| TEXT PASSAGE |
[start]
Perfect Number in Python

June 29, 2023

Check Whether or Not the Number is a Perfect Number in Python

Given an integer input as a number, the objective is to check whether or not a number is a Perfect Number in Python Language. Therefore, we write a program to Check Whether or Not the Number is a Perfect Number in Python Language.

Example
Input : 28
Divisors : [1, 2, 4, 7, 14]
Sum = 1 + 2 + 4 + 7 + 14 = 28
Output : It's a Perfect Number

Perfect Number A Number that can be represented as the sum of all the factors of the number is known as a Perfect Number.
Let's Try and understand it better using an example

Example
Input : 28
Output : It's a Perfect Number
Explanation : Number = 28
28 = 1 + 2 + 14 + 4 + 7
as the number 28 has factors 1, 2, 4, 7 and 14.
We sum them up and check whether they match the original number.

As we can see from the above example, number 28 is a Perfect Number. Make sure you don't include the number itself as a factor.

Finding Prime Factors of a number

Check whether or not the number is Perfect Number in Python

Method 1: Using Simple Iteration I
Method 2: Using Simple Iteration II
Method 3: Using Simple Iteration III
Method 4: Using Recursion
Method 5: Using Factors

We’ll discuss the above-mentioned methods in detail in the upcoming sections.

Method 1: For Loop Iteration between [1, num]

For number num

Initialise sum = 0
Run an in ‘i’ iteration b/w [1, num]
For any i satisfying (num % i == 0)
If sum == num, its a perfect number
Add to the sum

Let’s implement the above mentioned logic in Python Language.

Python Code

Run

n = 28
sum = 0

for i in range(1, n):
    if n % i == 0:
        sum = sum + i

if sum == n:
    print("The number is a Perfect number")
[end]
| MATERIAL PROVIDED |
[start]
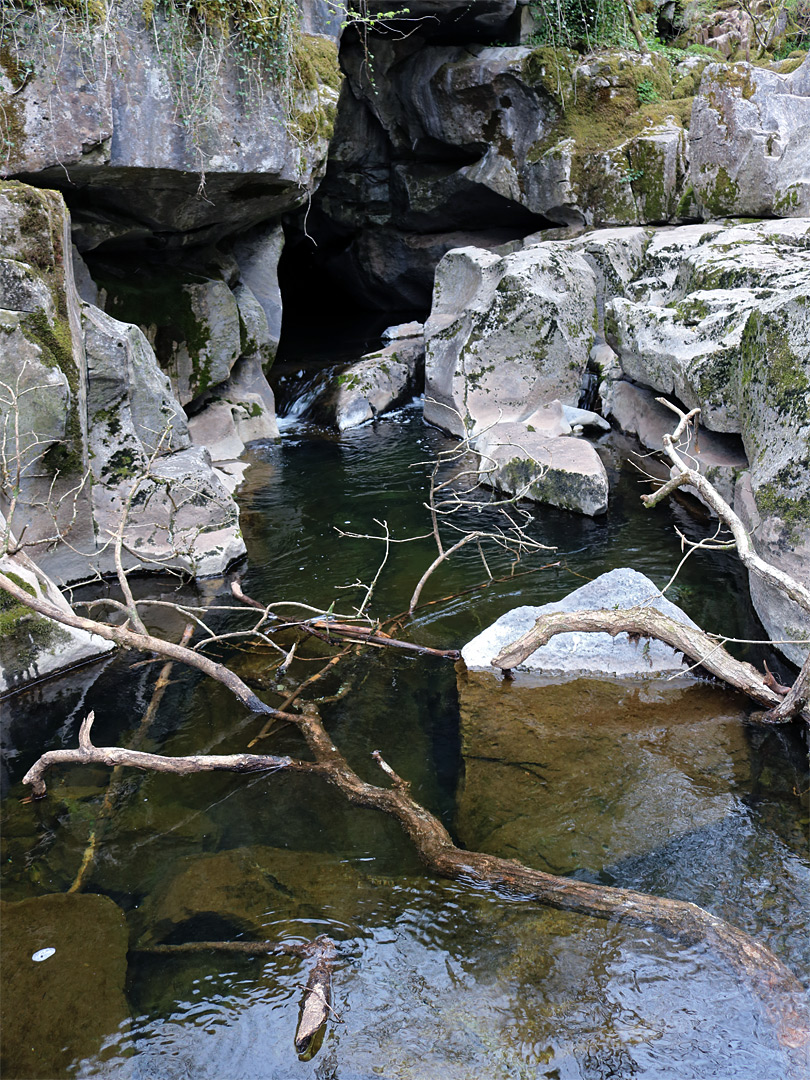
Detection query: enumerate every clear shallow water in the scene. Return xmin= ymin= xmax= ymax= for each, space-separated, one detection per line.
xmin=2 ymin=410 xmax=810 ymax=1080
[end]
| REQUIRED TASKS |
[A] According to the perfect-number page, what must you not include as a factor?
[B] Decide whether each statement agrees with the perfect-number page. Answer yes or no, and quote the words of the page that settle it.
(i) One of the methods named on the page uses recursion.
(ii) The number itself should be counted among its factors.
(iii) The loop in the Python code runs over range(1, n).
[C] Carry the perfect-number page forward from its last line of code.

| WRITTEN ANSWERS |
[A] The number itself.

[B]
(i) Yes: "Method 4: Using Recursion"
(ii) No: "Make sure you don't include the number itself as a factor."
(iii) Yes: "for i in range(1, n):"

[C]
else:
    print("The number is not a Perfect number")

Output

The number is a Perfect number

Method 2: While Loop Iteration between [1, num]

For number num

Initialise sum = 0
Run an in ‘i’ iteration b/w [1, num]
For any i satisfying (num % i == 0)
If sum == num, its a perfect number
Add to the sum

Run

num = 28
sum = 0

i = 1
while i < num:
    if num % i == 0:
        sum += i

    i += 1

if sum == num:
    print("The number is a Perfect number")
else:
    print("The number is not a Perfect number")

Output

The number is a Perfect number

Method 3: Iteration between [1, num/2+1]

This method uses fact that all the divisors of the number can be found in the range (1, num/2)

Example –

Divisors of 28 = {1, 2, 4, 7, 14}

Run

num = 28
sum = 0


for i in range(1, num//2 + 1):
    if num % i == 0:
        sum = sum + i

if sum == num:
    print("The number is a Perfect number")
else:
    print("The number is not a Perfect number")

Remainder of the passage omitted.